**EXTRACTED TEXT:**

26. Typicality: Plaintiffs’ claims are typical of the claims of the members of the Plaintiff Class because Plaintiffs and each member of the Plaintiff Class was an Associate of USANA, purchased nutritionals, personal care, and weight management products from one or more of the Defendants, and due to the violations alleged herein, suffered injury thereby as a result of Defendants’ common course of conduct in violation of law as alleged herein.
27. Adequacy: Plaintiffs will fairly and adequately protect the interests of the members of the Plaintiff Class. Plaintiffs are citizens of and reside in California and purchased in San Diego County, nutritionals, personal care, and weight management products during the Relevant Period, were USANA Associates, lost money or property as a result thereof, and are adequate representatives of the Plaintiff Class as they have no interests that are adverse to the interests of absent class members. Plaintiffs have retained counsel who has substantial experience in the prosecution of complex class action and consumer protection litigation.
28. Superiority: A class action is superior to other available means for the fair and efficient adjudication of this controversy since individual joinder of all members of the Plaintiff Class is impracticable. Class action treatment will permit a large number of similarly situated persons to prosecute their common claims in a single forum simultaneously, efficiently, and without the unnecessary duplication of effort and expense that numerous individual actions would engender. Furthermore, as the monetary injuries suffered by each individual member of the class may be relatively small, the expenses and burden of individual litigation would make it difficult or impossible for individual members of the class to redress the wrongs done to them. Additionally, an important public interest will be served by addressing the matter as a class action. The cost to the court system of adjudication of such individualized litigation would be substantial. Individualized litigation would also present the potential for inconsistent or contradictory judgments.

**TASK ITEM A:**
Please reproduce the passage from the USANA class action complaint starting at "26. Typicality: Plaintiffs’" and ending at "as alleged herein.".
**TASK ITEM B:**
Write the next part of the USANA class action complaint, picking up after its final sentence.

**SOURCE DATA:**
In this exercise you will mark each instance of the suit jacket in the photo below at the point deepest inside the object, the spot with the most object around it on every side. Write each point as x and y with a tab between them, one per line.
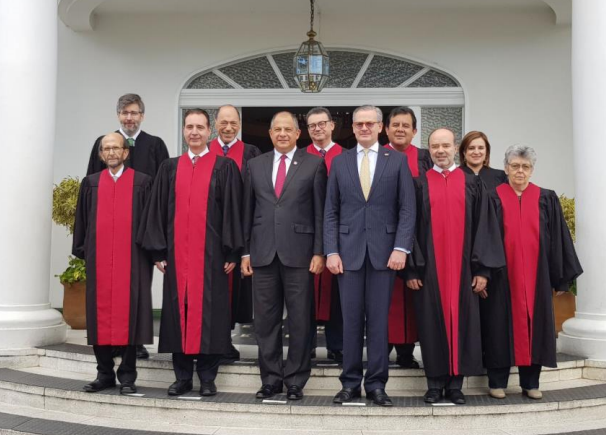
353	225
289	226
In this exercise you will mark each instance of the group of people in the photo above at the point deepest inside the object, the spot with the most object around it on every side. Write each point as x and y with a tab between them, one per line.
387	245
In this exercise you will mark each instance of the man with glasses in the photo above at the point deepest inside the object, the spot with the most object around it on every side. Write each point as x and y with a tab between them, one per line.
369	225
119	272
327	303
146	152
227	144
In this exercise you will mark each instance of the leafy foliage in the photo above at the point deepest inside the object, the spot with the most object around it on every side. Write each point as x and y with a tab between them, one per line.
75	272
65	199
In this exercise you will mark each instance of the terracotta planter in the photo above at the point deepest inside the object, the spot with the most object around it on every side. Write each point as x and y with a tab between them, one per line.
564	307
74	304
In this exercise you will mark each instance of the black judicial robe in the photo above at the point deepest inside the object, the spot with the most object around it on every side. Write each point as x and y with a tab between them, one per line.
490	176
456	239
240	287
517	317
119	273
192	221
145	156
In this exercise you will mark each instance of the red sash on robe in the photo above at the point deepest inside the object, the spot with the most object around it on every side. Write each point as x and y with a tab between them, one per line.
521	226
192	187
323	281
412	153
236	151
447	203
113	262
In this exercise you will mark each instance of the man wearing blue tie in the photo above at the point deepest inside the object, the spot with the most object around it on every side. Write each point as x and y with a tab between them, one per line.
369	225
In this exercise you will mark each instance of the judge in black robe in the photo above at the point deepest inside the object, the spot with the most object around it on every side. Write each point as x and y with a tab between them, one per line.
474	155
517	314
192	227
456	250
119	273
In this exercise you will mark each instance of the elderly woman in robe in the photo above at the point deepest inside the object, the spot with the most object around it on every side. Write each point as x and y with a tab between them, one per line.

**RESPONSE A:**
26. Typicality: Plaintiffs’ claims are typical of the claims of the members of the Plaintiff Class because Plaintiffs and each member of the Plaintiff Class was an Associate of USANA, purchased nutritionals, personal care, and weight management products from one or more of the Defendants, and due to the violations alleged herein, suffered injury thereby as a result of Defendants’ common course of conduct in violation of law as alleged herein.

**RESPONSE B:**
29. Plaintiffs are unaware of any difficulties that are likely to be encountered in the management of this action that would preclude its maintenance as a class action.
30. Beginning at a time unknown, but not later than January 1, 1995, Defendants formulated a secret plan to generate substantial revenues from the sale of multivitamins and other products. The plan was designed to convert money from a large number of USANA recruits and redistribute that money to those at the top of the pyramid of Associates. The plan used the lure of making money from home in order to sell such multivitamins and other products at highly inflated prices. In essence, Defendants convinced individuals to purchase products at inflated prices and informed them that they could offset the cost of such products by becoming a USANA Associate and opening one or more business centers. Defendants focused on the success of several insiders, such as Defendants McNamana, Wood, and Waitley-McNamara, who had allegedly made approximately $50,000 per year in commissions. Defendants also stated that if enough effort was put in, with multiple business centers, commissions of $100,000 per year was attainable. In fact, Defendants’ website claimed “unlimited earning potential.” Even the “average” distributor would be amply rewarded.
31. Defendants and others had mass gatherings, called “opportunity meetings” to promote the high earning potential of becoming a USANA Associate. These opportunity meetings had a cult-like atmosphere where individuals told of their financial success and the “financial security” USANA provides. Potential recruits were also enticed by allegedly low start-up costs for signing up to be an Associate, with costs as low as $19.95. USANA promised “True Health & True Wealth” at these opportunity meetings, yet the only true wealth was found in the initial perpetrators of the scheme, i.e., those who were at the top of the pyramid.
32. If a USANA Associate complained about the difficulty in selling the high priced products, their “upline” Associate was taught to sell them additional materials which allegedly would assist in making them profitable. USANA’s practice was to make unsuccessful Associates feel as if the lack of profit was due to their own inadequacies, as others were extremely profitable. Yet in fact, 87% of Associates were losing money, a fact fraudulently concealed from new recruits.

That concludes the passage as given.